Duplicate the entries word for word, from the line containing "I need to verify whether any cream colored" through the last line of the entries, both ends included.

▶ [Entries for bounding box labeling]
## BEGIN

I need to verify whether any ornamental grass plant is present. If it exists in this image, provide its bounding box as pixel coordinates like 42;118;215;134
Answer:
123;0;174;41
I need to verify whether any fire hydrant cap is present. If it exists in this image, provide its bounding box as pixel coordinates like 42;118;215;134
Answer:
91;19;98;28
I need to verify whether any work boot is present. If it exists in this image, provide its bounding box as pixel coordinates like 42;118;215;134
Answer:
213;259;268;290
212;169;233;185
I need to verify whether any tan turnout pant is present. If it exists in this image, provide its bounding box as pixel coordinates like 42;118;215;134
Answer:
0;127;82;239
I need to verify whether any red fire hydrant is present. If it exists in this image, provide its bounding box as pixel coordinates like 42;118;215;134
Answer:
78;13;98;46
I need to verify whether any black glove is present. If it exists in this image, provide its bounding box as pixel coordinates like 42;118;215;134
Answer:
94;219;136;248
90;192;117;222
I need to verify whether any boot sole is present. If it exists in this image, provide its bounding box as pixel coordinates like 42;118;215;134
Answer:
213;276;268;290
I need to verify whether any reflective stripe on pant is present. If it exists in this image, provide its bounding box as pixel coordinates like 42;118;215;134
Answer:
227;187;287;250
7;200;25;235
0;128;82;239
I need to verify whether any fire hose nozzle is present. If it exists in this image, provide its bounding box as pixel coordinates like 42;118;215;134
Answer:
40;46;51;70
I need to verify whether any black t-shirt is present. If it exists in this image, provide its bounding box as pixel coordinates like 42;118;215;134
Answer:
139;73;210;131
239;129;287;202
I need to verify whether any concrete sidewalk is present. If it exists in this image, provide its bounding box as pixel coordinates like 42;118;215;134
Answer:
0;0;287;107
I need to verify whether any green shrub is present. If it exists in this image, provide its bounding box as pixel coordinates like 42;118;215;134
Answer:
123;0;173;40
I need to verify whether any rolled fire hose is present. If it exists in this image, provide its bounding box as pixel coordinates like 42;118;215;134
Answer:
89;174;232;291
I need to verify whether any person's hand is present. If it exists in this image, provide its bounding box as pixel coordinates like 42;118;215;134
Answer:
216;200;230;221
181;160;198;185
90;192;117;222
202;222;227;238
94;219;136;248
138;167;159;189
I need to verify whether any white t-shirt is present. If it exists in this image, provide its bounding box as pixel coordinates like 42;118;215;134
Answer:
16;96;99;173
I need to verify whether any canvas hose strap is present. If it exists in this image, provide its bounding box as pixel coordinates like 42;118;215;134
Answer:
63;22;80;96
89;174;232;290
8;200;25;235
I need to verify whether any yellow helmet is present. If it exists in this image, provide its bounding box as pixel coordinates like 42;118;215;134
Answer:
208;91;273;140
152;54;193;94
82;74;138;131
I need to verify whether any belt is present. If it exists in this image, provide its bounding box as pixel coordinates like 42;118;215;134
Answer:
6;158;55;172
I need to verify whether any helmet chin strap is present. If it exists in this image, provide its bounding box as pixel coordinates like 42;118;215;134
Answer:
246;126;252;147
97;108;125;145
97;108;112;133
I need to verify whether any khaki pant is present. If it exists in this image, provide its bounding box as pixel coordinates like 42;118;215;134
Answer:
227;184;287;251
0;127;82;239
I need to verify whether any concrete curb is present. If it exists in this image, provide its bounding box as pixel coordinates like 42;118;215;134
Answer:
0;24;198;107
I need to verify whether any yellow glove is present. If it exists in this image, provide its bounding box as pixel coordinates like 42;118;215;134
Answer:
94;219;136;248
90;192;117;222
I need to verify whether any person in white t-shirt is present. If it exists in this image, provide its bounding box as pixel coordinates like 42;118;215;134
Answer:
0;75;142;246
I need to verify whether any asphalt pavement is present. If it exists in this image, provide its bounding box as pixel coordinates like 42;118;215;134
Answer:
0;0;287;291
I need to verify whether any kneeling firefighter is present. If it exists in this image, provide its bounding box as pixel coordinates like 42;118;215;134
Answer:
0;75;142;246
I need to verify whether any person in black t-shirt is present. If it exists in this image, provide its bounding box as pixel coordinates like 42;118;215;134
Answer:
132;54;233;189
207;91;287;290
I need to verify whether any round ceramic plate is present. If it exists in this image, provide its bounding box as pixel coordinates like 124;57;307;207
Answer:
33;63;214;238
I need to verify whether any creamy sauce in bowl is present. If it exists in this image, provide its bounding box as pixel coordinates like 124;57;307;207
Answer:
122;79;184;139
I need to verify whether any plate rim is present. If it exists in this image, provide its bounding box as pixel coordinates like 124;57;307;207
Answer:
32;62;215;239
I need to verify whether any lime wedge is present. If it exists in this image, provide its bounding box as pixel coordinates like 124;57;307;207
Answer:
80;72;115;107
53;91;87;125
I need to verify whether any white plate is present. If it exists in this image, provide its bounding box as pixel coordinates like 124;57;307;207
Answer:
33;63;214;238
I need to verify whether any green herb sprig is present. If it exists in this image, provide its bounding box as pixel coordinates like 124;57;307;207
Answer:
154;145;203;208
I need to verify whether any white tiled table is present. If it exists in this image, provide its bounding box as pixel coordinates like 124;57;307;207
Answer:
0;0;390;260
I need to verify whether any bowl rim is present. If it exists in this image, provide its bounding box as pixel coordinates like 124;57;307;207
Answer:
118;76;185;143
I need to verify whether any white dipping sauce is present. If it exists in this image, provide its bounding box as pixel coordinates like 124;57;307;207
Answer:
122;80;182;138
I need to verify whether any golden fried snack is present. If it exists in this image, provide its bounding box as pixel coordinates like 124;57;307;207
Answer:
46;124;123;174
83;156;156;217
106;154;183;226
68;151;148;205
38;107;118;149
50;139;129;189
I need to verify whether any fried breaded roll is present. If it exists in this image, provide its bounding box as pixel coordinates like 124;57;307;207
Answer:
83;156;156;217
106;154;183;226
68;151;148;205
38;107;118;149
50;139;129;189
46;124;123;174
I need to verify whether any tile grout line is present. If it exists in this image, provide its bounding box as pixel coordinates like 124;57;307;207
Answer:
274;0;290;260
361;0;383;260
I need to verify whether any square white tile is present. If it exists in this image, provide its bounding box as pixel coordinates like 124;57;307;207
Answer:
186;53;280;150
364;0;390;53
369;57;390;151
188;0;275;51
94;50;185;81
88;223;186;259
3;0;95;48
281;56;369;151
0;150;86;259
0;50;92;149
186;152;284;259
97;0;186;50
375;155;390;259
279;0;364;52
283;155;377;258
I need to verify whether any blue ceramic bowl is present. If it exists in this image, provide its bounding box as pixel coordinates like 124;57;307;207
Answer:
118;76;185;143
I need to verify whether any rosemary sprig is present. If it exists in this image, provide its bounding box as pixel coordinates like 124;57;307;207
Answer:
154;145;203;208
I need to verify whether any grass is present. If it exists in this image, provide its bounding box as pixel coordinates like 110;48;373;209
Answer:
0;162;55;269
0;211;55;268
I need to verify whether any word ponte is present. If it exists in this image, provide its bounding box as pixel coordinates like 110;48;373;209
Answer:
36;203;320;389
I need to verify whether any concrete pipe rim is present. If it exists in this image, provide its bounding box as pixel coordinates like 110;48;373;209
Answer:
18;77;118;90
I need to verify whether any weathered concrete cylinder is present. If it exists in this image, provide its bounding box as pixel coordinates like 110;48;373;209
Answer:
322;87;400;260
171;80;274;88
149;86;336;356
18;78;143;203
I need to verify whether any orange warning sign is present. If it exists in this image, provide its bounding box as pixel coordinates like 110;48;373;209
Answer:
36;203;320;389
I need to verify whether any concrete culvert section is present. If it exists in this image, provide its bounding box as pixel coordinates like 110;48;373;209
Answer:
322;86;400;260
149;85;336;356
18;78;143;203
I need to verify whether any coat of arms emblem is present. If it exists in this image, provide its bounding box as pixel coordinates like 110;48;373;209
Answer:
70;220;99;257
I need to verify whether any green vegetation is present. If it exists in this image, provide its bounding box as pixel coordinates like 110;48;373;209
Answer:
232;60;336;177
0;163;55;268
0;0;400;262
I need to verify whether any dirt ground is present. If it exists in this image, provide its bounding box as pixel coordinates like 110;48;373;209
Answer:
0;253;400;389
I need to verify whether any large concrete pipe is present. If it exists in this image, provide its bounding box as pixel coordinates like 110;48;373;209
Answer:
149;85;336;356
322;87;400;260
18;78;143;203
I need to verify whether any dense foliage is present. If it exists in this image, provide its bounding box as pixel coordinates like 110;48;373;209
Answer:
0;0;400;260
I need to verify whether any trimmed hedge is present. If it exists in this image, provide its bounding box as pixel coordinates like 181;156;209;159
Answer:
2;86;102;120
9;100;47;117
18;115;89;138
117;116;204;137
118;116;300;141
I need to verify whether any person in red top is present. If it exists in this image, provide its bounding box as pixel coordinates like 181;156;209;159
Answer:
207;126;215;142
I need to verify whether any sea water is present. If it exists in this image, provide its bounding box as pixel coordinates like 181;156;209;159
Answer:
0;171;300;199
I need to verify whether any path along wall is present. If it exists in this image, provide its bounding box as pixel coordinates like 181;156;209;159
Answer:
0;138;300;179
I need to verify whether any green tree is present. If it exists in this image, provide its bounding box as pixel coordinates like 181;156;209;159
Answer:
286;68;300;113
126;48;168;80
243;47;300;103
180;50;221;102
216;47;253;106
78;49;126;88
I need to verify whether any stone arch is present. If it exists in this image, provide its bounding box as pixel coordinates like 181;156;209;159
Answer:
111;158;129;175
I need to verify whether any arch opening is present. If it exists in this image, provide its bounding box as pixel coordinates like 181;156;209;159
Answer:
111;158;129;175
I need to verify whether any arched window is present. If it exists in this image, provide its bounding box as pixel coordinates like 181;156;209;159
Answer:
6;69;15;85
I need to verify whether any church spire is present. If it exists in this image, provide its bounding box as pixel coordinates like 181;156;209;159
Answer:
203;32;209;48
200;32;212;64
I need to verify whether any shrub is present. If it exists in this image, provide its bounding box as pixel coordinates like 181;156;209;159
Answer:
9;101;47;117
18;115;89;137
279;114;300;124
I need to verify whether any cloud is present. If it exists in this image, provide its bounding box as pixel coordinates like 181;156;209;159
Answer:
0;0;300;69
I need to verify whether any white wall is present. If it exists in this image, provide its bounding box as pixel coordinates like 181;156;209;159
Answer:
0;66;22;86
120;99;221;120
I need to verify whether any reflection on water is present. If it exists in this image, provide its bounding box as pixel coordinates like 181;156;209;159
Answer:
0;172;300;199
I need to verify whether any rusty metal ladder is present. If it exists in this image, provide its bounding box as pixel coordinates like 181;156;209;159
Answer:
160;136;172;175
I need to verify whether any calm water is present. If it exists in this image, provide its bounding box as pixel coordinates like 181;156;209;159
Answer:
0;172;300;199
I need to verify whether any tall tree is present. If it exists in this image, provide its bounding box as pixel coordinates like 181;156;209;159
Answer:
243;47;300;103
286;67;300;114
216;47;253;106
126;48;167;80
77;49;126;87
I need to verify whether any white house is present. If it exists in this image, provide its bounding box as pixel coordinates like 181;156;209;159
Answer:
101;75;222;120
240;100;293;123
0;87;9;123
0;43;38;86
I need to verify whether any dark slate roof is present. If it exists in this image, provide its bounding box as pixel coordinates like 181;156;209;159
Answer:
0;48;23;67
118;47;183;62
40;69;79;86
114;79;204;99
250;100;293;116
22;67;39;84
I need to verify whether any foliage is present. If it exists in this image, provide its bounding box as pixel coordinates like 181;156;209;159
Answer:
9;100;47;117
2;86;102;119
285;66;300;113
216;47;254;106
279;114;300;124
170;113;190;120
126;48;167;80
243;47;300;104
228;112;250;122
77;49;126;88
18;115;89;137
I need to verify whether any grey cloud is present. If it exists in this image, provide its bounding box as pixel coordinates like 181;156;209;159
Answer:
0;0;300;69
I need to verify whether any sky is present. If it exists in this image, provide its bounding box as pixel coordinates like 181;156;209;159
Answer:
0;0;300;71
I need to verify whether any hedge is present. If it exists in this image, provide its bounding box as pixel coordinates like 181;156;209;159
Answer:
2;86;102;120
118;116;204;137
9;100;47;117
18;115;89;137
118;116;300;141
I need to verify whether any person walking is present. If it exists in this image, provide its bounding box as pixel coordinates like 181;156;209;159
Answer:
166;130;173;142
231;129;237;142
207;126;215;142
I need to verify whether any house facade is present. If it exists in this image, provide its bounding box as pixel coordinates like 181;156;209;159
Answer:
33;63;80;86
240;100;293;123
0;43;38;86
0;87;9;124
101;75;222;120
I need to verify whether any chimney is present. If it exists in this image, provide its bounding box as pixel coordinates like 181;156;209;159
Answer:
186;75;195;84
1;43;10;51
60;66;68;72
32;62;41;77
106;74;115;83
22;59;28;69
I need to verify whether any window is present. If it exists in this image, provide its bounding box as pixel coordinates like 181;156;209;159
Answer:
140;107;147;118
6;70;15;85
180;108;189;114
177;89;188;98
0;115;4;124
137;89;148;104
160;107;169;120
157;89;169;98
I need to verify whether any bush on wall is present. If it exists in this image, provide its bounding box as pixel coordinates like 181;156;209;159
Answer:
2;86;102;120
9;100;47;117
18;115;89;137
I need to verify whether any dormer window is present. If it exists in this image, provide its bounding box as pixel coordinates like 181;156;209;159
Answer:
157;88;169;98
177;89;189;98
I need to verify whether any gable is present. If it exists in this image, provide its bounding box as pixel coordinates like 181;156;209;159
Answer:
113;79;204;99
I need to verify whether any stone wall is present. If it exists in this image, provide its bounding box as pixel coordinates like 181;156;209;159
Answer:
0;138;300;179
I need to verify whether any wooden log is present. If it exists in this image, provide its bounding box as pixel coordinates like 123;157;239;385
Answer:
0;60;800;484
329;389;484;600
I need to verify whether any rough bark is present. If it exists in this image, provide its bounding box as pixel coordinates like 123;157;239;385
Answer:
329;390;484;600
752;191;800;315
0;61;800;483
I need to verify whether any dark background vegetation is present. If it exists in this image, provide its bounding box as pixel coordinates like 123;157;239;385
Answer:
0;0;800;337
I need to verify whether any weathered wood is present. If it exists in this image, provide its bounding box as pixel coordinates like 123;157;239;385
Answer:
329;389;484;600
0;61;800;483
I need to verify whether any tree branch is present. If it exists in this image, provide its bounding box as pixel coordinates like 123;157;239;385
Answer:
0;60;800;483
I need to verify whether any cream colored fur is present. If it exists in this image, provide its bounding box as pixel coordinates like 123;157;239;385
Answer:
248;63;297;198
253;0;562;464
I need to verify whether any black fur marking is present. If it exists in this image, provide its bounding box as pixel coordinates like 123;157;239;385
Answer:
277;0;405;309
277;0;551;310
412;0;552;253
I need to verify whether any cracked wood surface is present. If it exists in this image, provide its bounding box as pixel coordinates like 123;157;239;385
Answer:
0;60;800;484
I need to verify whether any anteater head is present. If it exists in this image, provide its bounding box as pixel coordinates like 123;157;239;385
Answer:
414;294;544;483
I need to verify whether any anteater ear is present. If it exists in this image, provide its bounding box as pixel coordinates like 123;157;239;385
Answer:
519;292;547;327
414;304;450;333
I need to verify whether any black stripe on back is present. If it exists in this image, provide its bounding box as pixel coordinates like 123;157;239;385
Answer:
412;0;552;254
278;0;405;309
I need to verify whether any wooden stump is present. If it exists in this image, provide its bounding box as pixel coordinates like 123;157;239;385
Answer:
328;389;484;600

## END

▶ [WRITTEN ANSWER]
I need to verify whether any cream colored fur is present. If it exists in this image, provide its bounding box as pixel coordinates like 123;157;239;385
Answer:
248;63;297;198
253;0;562;464
I need to verify whether any black fur marking is present. If it exists in this image, provide its bounding box as pixel coordinates like 123;157;239;385
Answer:
277;0;405;309
277;0;551;310
412;0;552;253
I need to verify whether any cracked wood surface is present. If it exists in this image, provide its bounding box as pixel coordinates like 123;157;239;385
Answer:
0;60;800;484
I need to verify whether any anteater head is present. If it exists in this image, provide its bounding box as pixel coordinates like 123;157;239;385
Answer:
414;294;544;483
I need to verify whether any anteater ear is present. If it exists in this image, provide its bounding box as pixel coordinates like 123;157;239;385
Answer:
519;292;547;327
414;304;450;333
I need to verify whether any black stripe on back is present. If it exists in this image, provide its bounding box as pixel coordinates like 123;157;239;385
Answer:
412;0;552;254
278;0;405;309
I need to verify whether any wooden stump is present. If it exists in this image, provide its bounding box as pixel coordinates like 123;157;239;385
Answer:
328;389;484;600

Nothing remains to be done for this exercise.